* Excerpt provided:
===

Studio album by Cult of Luna
- Released: April 24, 2006
- Recorded: Late 2005
- Genre: Post-metal, sludge metal
- Length: 64:41
- Label: Earache Records (MOSH 344CD)
- Producer: Cult of Luna

Cult of Luna chronology
| Salvation (2004) | Somewhere Along the Highway (2006) | Eternal Kingdom (2008) |

Digipack cover
- The cover to the limited edition digipack edition of the album, of which 8000 were printed.

= Somewhere Along the Highway =

Somewhere Along the Highway is the fourth studio album by Swedish post-metal band Cult of Luna, released in 2006 by Earache Records. A concept album, it revolves around the motif of male loneliness. It was warmly received by critics and accordingly claimed several awards.

The album followed Salvation in the band's chronology, and differed from it in terms of sound and feel. While Salvation was deemed "celestial", Somewhere Along the Highway was characterized as "unpolished" by the band.

===

* Position identification records:
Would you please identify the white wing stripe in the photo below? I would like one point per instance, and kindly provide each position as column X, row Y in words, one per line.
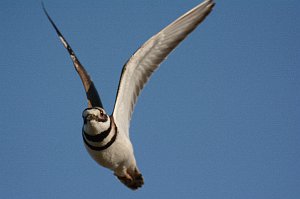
column 146, row 60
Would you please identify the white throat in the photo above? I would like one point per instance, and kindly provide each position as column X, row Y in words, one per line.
column 94, row 127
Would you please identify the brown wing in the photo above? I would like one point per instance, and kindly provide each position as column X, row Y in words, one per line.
column 146, row 60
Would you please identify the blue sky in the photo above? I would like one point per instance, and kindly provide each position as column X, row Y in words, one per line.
column 219, row 119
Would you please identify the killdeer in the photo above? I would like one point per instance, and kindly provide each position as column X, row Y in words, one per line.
column 105, row 137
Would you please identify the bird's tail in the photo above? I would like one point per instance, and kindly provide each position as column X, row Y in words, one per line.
column 134, row 180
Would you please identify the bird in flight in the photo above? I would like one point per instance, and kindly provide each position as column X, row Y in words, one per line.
column 106, row 137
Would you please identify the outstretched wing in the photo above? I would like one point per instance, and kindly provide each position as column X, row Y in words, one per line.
column 143, row 63
column 91, row 92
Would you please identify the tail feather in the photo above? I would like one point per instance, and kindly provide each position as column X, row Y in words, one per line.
column 134, row 181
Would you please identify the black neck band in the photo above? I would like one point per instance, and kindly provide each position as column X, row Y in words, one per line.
column 101, row 148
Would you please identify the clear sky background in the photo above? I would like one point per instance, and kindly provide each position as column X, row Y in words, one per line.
column 219, row 119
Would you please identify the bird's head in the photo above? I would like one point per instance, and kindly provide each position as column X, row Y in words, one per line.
column 95, row 120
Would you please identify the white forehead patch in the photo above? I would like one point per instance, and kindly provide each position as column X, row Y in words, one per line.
column 91, row 112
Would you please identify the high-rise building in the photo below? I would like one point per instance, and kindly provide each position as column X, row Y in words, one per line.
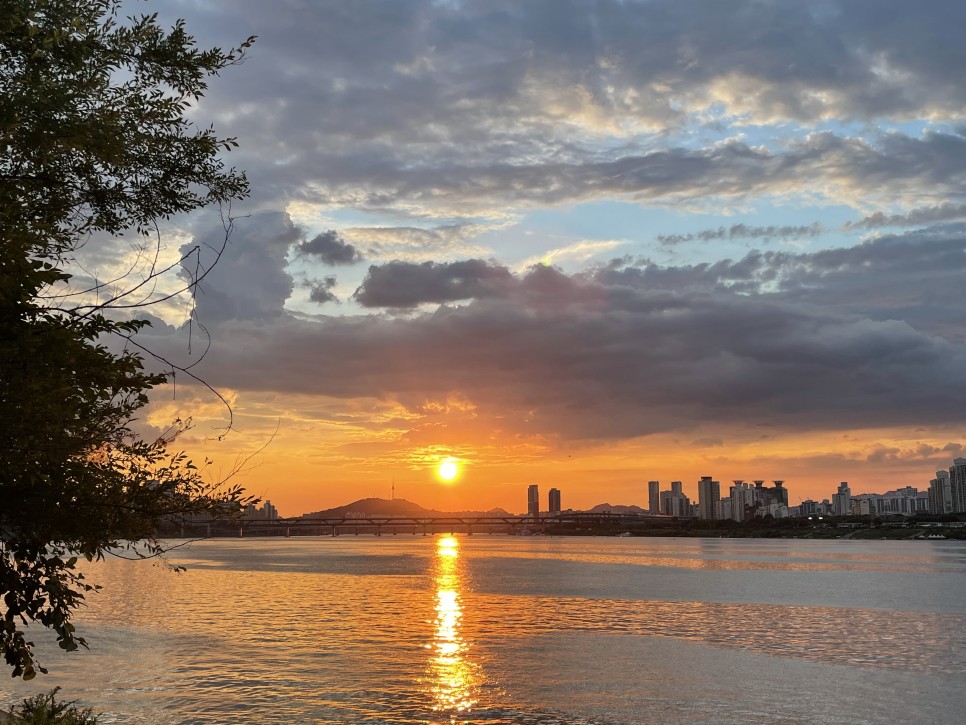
column 742, row 497
column 554, row 502
column 709, row 493
column 675, row 503
column 654, row 497
column 957, row 485
column 842, row 500
column 533, row 501
column 940, row 494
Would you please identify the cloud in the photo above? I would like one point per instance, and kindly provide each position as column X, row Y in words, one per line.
column 466, row 109
column 413, row 243
column 320, row 291
column 744, row 231
column 914, row 217
column 404, row 284
column 829, row 342
column 249, row 281
column 330, row 249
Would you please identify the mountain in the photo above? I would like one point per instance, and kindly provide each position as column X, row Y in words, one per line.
column 370, row 507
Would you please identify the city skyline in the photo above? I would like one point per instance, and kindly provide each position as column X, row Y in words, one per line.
column 572, row 243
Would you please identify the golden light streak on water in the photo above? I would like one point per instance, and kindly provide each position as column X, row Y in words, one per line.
column 454, row 680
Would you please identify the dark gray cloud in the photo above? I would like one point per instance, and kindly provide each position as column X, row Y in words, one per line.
column 450, row 108
column 320, row 291
column 815, row 341
column 404, row 284
column 330, row 248
column 249, row 281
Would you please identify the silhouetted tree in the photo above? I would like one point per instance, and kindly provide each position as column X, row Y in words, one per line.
column 94, row 141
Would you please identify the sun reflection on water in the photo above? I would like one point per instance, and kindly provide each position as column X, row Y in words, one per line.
column 454, row 680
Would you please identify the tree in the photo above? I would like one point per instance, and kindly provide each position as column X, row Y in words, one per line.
column 95, row 141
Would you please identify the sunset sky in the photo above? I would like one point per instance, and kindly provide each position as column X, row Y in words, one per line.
column 578, row 244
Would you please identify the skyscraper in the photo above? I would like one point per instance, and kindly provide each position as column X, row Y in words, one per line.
column 742, row 497
column 709, row 492
column 554, row 502
column 842, row 500
column 940, row 494
column 533, row 501
column 654, row 497
column 957, row 484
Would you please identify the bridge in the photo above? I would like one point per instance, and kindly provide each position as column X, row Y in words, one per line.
column 414, row 525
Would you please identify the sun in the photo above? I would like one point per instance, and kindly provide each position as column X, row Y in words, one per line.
column 448, row 469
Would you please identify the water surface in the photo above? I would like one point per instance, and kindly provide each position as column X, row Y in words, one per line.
column 494, row 629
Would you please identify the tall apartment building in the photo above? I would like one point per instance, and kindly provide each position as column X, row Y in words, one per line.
column 842, row 500
column 742, row 497
column 533, row 501
column 553, row 503
column 957, row 484
column 709, row 494
column 654, row 497
column 940, row 494
column 674, row 502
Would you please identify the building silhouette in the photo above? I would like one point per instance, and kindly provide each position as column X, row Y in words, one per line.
column 654, row 497
column 709, row 494
column 533, row 501
column 842, row 500
column 553, row 503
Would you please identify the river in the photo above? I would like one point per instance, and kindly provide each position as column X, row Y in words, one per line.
column 534, row 630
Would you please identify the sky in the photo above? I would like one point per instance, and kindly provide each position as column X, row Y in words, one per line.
column 578, row 244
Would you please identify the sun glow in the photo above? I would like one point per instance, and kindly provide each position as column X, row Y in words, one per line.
column 448, row 469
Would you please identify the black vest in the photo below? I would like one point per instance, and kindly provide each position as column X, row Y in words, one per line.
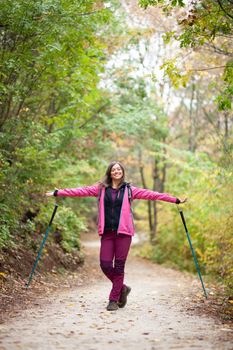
column 112, row 209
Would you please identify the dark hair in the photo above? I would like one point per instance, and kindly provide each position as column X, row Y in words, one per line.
column 107, row 180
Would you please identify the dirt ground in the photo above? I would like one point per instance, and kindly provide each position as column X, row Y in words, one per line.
column 164, row 311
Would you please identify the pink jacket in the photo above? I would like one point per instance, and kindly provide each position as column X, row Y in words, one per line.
column 126, row 224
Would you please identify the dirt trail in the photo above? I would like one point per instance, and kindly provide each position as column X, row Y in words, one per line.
column 159, row 315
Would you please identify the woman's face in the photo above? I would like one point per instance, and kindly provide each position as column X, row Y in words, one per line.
column 116, row 172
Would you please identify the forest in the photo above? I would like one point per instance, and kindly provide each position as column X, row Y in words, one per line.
column 148, row 83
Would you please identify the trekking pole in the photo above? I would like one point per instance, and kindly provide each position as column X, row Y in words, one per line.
column 192, row 250
column 41, row 247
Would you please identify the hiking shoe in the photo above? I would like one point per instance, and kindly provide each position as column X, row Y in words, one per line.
column 112, row 305
column 123, row 298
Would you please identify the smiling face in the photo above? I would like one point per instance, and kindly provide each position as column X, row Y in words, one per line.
column 116, row 172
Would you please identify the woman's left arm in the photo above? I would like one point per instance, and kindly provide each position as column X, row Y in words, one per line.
column 142, row 193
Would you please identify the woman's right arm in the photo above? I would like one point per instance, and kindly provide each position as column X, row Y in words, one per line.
column 86, row 191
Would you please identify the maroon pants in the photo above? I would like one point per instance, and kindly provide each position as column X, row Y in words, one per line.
column 113, row 254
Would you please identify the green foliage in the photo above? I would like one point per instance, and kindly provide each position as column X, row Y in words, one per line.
column 51, row 56
column 202, row 23
column 67, row 225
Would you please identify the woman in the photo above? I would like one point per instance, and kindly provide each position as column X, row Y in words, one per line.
column 115, row 224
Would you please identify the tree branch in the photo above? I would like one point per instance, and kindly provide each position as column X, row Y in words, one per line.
column 224, row 10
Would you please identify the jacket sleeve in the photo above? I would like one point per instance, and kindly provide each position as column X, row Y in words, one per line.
column 142, row 193
column 86, row 191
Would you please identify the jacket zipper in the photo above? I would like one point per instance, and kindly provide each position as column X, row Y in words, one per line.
column 121, row 210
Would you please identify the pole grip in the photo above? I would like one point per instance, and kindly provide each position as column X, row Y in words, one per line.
column 54, row 212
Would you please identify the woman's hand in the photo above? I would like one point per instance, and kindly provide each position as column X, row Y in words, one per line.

===

* Direction:
Reproduce the text of the album article above verbatim, between "Cult of Luna chronology" and "8000 were printed.", inclusive.

* Exercise result:
Cult of Luna chronology
| Salvation (2004) | Somewhere Along the Highway (2006) | Eternal Kingdom (2008) |

Digipack cover
- The cover to the limited edition digipack edition of the album, of which 8000 were printed.